# START OF Data entries

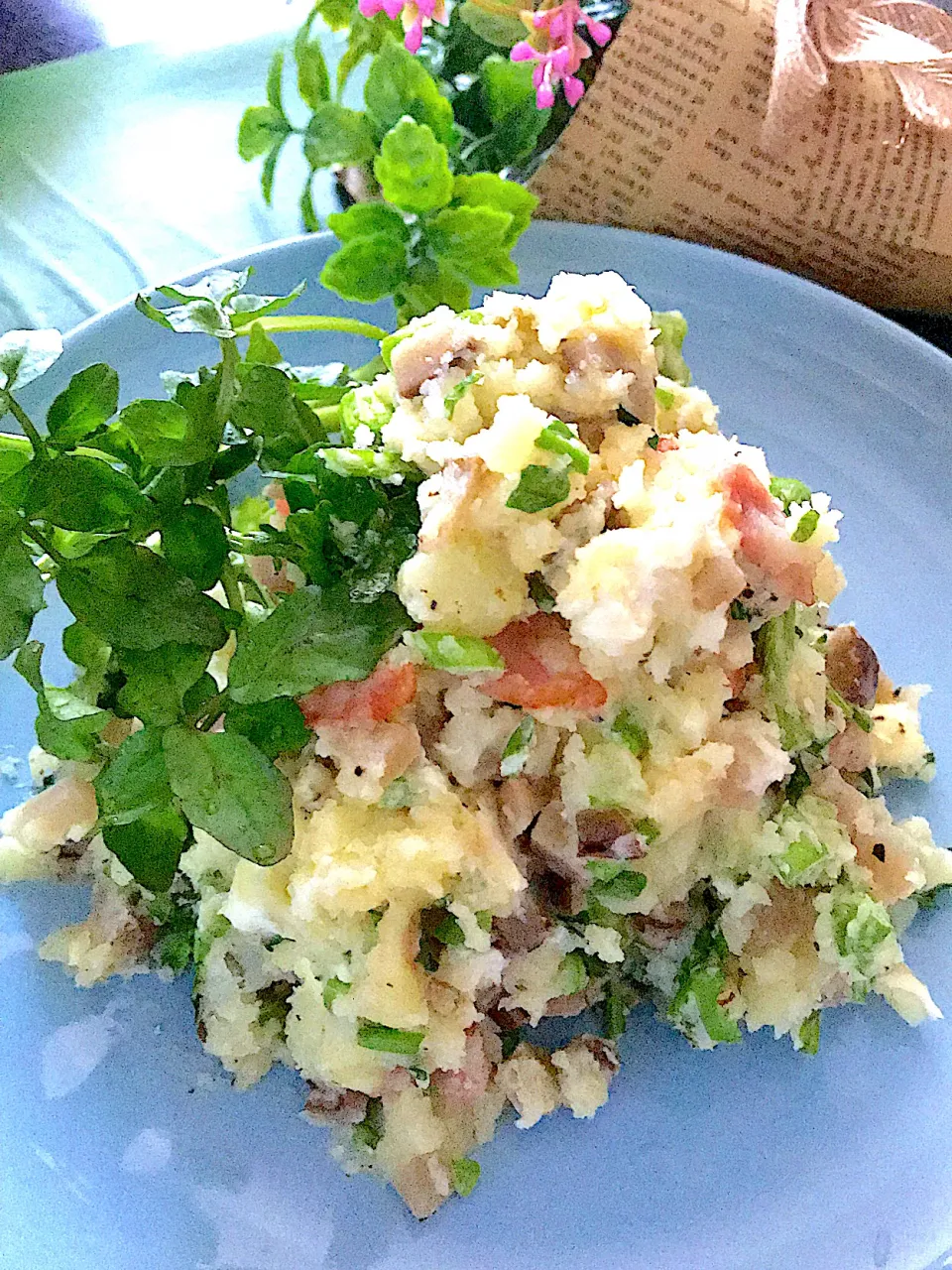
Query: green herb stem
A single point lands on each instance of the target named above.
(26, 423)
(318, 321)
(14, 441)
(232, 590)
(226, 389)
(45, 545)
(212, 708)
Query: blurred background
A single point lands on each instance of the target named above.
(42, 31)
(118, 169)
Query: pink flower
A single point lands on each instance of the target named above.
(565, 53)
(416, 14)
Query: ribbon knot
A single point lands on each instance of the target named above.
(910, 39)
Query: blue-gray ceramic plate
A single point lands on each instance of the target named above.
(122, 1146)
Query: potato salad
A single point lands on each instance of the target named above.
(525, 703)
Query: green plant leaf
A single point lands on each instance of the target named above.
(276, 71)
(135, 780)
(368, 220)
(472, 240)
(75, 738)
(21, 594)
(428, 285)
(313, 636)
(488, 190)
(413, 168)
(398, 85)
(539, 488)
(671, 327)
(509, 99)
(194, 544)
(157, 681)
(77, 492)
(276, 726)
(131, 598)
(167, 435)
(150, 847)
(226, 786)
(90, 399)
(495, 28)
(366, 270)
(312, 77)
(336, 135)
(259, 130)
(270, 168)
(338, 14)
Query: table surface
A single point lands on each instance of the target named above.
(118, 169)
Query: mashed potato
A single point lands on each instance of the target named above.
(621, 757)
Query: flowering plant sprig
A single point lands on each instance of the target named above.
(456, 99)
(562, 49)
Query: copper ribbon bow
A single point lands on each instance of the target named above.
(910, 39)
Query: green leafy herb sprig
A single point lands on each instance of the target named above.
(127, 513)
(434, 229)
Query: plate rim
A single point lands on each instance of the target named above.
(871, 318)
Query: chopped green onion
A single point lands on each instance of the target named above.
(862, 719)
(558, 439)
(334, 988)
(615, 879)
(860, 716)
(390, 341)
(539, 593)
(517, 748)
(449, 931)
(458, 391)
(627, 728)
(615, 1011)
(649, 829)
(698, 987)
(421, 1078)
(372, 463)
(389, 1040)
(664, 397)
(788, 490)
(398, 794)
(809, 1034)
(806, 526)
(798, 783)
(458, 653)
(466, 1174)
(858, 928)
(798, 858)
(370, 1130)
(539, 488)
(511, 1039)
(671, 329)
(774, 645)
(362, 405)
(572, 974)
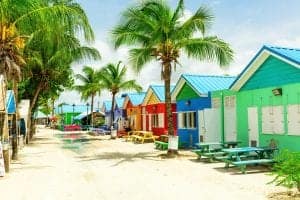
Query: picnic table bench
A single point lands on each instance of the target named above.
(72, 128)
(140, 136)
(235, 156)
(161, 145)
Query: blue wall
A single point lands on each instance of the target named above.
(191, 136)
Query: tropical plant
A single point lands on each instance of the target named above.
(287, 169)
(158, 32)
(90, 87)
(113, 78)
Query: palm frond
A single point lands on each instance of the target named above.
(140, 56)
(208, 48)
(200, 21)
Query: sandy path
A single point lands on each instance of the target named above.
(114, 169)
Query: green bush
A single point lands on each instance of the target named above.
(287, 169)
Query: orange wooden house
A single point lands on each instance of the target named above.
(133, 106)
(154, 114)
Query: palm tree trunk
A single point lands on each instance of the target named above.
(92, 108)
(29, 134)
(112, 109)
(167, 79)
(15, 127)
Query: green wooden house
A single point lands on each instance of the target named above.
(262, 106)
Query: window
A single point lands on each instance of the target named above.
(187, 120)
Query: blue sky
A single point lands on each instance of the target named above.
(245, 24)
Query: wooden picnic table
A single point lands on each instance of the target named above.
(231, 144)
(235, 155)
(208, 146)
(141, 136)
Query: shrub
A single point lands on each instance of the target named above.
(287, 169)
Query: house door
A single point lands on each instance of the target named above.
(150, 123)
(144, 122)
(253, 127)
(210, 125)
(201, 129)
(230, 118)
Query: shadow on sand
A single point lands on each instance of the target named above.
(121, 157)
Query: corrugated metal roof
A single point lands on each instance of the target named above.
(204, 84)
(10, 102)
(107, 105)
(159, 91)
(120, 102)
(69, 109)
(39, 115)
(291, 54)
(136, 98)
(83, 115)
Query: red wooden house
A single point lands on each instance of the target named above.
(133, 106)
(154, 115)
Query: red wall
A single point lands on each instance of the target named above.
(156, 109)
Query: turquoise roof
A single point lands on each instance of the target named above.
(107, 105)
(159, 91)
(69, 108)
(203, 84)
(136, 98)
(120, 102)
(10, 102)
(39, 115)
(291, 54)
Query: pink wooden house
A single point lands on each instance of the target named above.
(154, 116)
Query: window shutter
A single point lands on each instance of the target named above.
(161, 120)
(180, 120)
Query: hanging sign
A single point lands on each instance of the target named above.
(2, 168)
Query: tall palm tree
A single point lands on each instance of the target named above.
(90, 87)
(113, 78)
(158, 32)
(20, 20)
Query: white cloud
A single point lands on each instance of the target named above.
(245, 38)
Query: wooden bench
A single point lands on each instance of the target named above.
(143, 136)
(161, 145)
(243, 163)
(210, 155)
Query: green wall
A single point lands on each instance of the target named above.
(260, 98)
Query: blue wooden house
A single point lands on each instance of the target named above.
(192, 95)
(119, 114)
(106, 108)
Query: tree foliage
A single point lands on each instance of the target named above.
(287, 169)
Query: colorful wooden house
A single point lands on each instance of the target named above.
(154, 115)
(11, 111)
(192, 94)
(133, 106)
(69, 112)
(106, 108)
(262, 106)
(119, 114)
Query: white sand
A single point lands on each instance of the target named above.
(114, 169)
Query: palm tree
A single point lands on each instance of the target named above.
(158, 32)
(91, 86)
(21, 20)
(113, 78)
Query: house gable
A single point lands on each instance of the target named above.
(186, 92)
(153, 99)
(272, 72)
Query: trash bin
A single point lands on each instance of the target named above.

# END OF Data entries

■ **Direction**: From the line holding "Query: tall palm tree" to the last line of the records, quote each line exactly and add nothing.

■ **Solution below**:
Query: tall palm tree
A single point lands on each instance of the target named above.
(90, 87)
(113, 78)
(158, 32)
(20, 20)
Query: white cloud
A single point lands on each instance of the target named above.
(245, 38)
Query: wooden bench
A single point lands on each instance of the target named above.
(143, 136)
(161, 145)
(243, 163)
(210, 155)
Query: green wall
A single point lands on each instance of the target named above.
(260, 98)
Query: blue wooden house
A single point lands on each instance of the target named above.
(192, 95)
(119, 114)
(106, 108)
Query: tree foliage
A single point lands on each instance of the target named above.
(287, 169)
Query: colorful wooden house
A single point lands on each instance of the target named above.
(154, 115)
(11, 111)
(192, 94)
(133, 106)
(69, 112)
(106, 108)
(262, 106)
(119, 114)
Query: white sand
A single point lands on each instance of the target named above.
(114, 169)
Query: palm tree
A single point lands on each instance of the target named above.
(158, 32)
(91, 86)
(21, 20)
(113, 78)
Query: house gable
A single point lands on each instance of the target named above.
(186, 92)
(153, 99)
(272, 72)
Query: trash bin
A single point lands on each instance of the target named above.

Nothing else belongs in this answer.